_ASSIGNED TASK 1_
In the Amicus Therapeutics earnings article, what were the company's total revenues in the second quarter of 2019?
_ASSIGNED TASK 2_
Retype the part of the Amicus Therapeutics earnings article starting at "Total revenues in" and ending at "drive global sales.".
_ASSIGNED TASK 3_
Write what comes next in the Amicus Therapeutics earnings article, picking up after its final sentence.

··· PAGE EXTRACT

A month has gone by since the last earnings report for Amicus Therapeutics (FOLD). Shares have lost about 18.9% in that time frame, underperforming the S&P 500.
Will the recent negative trend continue leading up to its next earnings release, or is Amicus Therapeutics due for a breakout? Before we dive into how investors and analysts have reacted as of late, let's take a quick look at the most recent earnings report in order to get a better handle on the important drivers.
Amicus Q2 Earnings Match, Weak Q3 View
Amicus reported loss of 34 cents per share in the second quarter of 2019 (excluding loss due to exchange of convertible notes), in line with the Zacks Consensus Estimate but wider than the year-ago loss of 33 cents.
Total revenues in the reported quarter were $44.1 million, skyrocketing almost 107% from $21.3 million in the year-ago quarter. The figure also surpassed the Zacks Consensus Estimate of $41 million. The company realized revenues from the commercial sales of its only marketed drug Galafold (migalastat).
Sales of Galafold surged 30% sequentially, largely driven by new patients in the second quarter along with higher-than-anticipated prescriptions in the EU, Japan and the United States.
Galafold won an accelerated nod from the FDA last August for the treatment of adults with a confirmed diagnosis of Fabry disease and an amenable galactosidase alpha gene (GLA) variant.
Earlier this month, Amicus received a marketing approval for Galafold in Argentina. The company is preparing to launch the drug in the first-ever Latin American market, which should drive global sales.
For 2019, Amicus expects Galafold to generate revenues of $160-$180 million with more than 1,000 Fabry patients by the end of this year. The view is unchanged from the previous estimate. Consistent with Galafold’s adoption trends and ordering patterns seen in the past years, Amicus expects flat-to-moderate revenue growth in the third quarter and higher revenue growth in the fourth.
Expectation for insignificant growth in Galafold sales during the third quarter after an impressive second-quarter sequential sales growth probably hurt investor sentiments and prompted the share price decline.
The company expects to end 2019 with approximately $400 million of cash in hand. The current cash position is anticipated to be enough to fund the ongoing operations through 2021.
The lead pipeline candidate in Amicus’ portfolio is AT-GAA, a differentiated biologic for Pompe disease. The company expects to complete enrollment in pivotal PROPEL study on AT-GAA for Pompe disease by 2019 end.

······
··· PROVIDED MATERIAL

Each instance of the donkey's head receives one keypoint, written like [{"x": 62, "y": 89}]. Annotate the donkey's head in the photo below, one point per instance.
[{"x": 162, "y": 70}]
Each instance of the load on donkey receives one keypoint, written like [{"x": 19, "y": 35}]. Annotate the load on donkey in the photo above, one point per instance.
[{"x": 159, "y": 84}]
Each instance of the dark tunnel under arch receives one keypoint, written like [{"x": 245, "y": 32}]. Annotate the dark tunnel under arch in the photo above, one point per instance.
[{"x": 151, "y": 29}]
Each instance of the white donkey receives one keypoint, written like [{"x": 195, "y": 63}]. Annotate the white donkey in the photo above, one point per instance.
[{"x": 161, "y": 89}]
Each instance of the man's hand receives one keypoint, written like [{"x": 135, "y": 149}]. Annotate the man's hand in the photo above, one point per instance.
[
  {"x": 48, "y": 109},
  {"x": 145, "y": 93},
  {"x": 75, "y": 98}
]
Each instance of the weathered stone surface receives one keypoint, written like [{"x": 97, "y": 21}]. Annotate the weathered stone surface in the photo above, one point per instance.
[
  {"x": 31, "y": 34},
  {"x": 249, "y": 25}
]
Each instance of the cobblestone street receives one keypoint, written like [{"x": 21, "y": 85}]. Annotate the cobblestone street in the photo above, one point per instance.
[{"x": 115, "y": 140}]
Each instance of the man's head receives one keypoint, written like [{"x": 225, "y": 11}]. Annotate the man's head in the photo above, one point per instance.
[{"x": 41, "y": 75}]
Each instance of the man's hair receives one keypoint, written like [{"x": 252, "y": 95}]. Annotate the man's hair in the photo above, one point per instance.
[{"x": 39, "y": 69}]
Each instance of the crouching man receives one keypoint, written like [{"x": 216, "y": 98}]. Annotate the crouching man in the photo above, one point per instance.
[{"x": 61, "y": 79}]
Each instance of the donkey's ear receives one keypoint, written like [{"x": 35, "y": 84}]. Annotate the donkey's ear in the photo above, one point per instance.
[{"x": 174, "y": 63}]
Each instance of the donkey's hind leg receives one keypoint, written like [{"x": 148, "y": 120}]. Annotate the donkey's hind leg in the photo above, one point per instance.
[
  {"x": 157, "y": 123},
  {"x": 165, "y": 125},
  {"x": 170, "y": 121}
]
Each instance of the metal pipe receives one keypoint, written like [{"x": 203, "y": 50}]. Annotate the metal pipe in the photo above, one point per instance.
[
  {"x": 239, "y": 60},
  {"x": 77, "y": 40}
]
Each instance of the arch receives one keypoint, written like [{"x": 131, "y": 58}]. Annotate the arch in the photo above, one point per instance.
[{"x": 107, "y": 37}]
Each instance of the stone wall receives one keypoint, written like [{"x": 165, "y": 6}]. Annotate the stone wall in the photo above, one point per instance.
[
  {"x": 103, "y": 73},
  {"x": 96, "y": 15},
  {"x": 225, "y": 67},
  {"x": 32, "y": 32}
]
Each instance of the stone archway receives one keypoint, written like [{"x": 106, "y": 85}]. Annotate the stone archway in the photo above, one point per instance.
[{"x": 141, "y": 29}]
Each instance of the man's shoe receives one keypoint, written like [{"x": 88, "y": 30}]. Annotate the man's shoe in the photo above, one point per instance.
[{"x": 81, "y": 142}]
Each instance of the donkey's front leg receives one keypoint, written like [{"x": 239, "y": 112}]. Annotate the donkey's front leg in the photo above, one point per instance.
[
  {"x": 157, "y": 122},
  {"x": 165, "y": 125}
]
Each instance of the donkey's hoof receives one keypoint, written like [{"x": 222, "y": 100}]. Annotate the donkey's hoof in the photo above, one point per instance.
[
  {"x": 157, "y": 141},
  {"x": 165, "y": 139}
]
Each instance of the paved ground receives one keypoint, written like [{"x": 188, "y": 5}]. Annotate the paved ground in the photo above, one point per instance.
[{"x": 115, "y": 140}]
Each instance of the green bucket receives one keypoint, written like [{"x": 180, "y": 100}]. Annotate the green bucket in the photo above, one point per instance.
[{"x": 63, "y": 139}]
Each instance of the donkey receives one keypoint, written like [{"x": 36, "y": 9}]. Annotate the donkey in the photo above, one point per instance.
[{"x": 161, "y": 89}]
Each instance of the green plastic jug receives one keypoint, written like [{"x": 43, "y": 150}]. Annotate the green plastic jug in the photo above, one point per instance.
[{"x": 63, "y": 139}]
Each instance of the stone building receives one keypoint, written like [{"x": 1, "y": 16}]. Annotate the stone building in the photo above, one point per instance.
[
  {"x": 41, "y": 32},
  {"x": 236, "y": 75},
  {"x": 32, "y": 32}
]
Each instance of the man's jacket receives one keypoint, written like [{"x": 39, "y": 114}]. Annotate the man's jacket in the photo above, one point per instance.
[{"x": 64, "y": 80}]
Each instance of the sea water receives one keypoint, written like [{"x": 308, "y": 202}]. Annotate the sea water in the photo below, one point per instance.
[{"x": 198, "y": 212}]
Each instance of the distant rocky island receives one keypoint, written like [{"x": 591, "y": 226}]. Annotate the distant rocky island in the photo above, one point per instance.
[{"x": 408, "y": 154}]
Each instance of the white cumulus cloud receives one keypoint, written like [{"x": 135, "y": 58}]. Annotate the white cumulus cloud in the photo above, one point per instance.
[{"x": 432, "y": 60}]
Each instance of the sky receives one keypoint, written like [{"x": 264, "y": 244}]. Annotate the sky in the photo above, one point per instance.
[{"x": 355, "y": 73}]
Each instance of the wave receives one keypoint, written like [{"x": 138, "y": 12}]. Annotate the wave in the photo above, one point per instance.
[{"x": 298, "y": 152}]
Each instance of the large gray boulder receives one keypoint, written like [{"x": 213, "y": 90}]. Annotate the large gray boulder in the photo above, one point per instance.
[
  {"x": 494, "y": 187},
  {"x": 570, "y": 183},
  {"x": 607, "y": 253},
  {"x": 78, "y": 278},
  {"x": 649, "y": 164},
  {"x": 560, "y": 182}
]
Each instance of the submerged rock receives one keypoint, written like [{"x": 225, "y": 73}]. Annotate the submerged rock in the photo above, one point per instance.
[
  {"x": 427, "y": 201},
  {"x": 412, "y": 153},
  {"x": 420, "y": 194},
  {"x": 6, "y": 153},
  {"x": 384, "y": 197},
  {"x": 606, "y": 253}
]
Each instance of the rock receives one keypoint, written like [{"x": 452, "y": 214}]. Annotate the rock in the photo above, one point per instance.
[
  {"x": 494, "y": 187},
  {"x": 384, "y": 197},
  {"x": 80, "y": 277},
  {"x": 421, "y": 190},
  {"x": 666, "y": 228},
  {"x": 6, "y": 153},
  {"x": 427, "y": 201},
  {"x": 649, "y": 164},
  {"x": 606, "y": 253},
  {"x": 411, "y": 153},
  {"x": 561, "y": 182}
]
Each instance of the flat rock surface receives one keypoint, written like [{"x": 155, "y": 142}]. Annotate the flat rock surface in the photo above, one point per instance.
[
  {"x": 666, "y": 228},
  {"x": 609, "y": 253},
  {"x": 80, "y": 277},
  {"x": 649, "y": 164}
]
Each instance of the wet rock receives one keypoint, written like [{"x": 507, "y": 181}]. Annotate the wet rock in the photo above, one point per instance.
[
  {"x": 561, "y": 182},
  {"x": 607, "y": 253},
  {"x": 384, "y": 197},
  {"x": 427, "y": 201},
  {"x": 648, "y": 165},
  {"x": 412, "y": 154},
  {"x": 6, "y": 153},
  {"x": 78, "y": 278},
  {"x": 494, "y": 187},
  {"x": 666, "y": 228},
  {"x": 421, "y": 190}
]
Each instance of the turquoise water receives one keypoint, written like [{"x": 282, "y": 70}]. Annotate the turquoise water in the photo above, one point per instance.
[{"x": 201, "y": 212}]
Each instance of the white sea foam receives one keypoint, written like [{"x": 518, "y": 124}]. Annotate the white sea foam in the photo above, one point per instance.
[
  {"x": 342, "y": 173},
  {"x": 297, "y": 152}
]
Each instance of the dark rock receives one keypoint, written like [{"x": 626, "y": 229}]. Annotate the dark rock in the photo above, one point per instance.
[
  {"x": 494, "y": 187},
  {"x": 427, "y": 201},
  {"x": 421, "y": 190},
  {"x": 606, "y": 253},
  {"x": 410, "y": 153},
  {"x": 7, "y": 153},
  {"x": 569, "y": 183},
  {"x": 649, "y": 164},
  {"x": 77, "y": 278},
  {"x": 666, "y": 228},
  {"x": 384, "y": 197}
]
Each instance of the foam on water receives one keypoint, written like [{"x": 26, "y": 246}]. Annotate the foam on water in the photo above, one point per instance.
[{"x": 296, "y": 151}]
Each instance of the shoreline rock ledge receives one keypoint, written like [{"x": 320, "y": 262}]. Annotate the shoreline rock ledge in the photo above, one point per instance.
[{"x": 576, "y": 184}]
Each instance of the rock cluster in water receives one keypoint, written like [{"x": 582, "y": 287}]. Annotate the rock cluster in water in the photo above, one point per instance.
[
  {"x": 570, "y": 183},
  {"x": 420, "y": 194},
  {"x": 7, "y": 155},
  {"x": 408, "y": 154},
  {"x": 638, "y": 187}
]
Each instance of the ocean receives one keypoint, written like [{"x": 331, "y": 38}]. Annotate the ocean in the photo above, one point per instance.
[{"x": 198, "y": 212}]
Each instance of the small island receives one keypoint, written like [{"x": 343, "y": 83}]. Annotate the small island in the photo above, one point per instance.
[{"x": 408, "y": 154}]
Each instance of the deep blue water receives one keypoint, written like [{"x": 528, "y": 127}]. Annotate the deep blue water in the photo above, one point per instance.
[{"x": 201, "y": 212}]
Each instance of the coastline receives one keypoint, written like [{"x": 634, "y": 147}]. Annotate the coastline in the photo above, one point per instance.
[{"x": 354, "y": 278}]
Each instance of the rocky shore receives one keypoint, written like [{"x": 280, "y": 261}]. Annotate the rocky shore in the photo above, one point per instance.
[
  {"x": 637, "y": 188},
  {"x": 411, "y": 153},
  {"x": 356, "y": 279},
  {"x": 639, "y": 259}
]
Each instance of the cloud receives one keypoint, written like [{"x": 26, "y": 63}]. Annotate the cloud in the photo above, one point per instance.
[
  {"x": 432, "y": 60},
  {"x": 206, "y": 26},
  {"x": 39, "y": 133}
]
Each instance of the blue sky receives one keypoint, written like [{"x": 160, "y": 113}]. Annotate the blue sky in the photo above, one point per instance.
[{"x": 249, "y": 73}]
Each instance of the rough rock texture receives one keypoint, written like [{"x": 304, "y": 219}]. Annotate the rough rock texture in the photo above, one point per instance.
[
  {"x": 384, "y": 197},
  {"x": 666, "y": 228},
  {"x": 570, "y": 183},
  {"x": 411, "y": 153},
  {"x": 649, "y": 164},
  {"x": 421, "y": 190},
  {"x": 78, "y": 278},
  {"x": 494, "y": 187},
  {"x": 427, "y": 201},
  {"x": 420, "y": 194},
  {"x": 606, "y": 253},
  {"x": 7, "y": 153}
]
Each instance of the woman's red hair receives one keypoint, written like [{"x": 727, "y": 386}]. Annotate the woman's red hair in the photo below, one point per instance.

······

_WRITTEN REPLY 1_
$44.1 million

_WRITTEN REPLY 2_
Total revenues in the reported quarter were $44.1 million, skyrocketing almost 107% from $21.3 million in the year-ago quarter. The figure also surpassed the Zacks Consensus Estimate of $41 million. The company realized revenues from the commercial sales of its only marketed drug Galafold (migalastat).
Sales of Galafold surged 30% sequentially, largely driven by new patients in the second quarter along with higher-than-anticipated prescriptions in the EU, Japan and the United States.
Galafold won an accelerated nod from the FDA last August for the treatment of adults with a confirmed diagnosis of Fabry disease and an amenable galactosidase alpha gene (GLA) variant.
Earlier this month, Amicus received a marketing approval for Galafold in Argentina. The company is preparing to launch the drug in the first-ever Latin American market, which should drive global sales.

_WRITTEN REPLY 3_
Amicus has two gene-therapy programs in pipeline for two different types of Batten disease. Earlier this month, the company announced positive interim results from the phase I/II study on its CLN6 Batten disease gene therapy program. In it, the candidate showed a positive impact on motor and language function in seven of eight patients compared with a natural history dataset as well as in comparisons to sibling pairs.
Meanwhile, Amicus expects to complete enrollment in the ongoing CLN3 Batten disease phase I/II study by this year-end. The company also plans to achieve preclinical proof of concept for Fabry and Pompe gene therapies in 2019.
Additionally, Amicus entered into an agreement with Ultragenyx to in-license exclusive Japanese rights to the latter's Mepsevii for Mucopolysaccharidosis type VII (MPS VII) syndrome, a rare lysosomal disorder in Japan. The company plans to use the existing Mepsevii data package and results from an ongoing study to submit a regulatory filing in Japan.
How Have Estimates Been Moving Since Then?
It turns out, estimates revision flatlined during the past month.
At this time, Amicus Therapeutics has a subpar Growth Score of D, however its Momentum Score is doing a lot better with a B. However, the stock was allocated a grade of F on the value side, putting it in the bottom 20% quintile for this investment strategy.
Overall, the stock has an aggregate VGM Score of F. If you aren't focused on one strategy, this score is the one you should be interested in.
Amicus Therapeutics has a Zacks Rank #3 (Hold). We expect an in-line return from the stock in the next few months.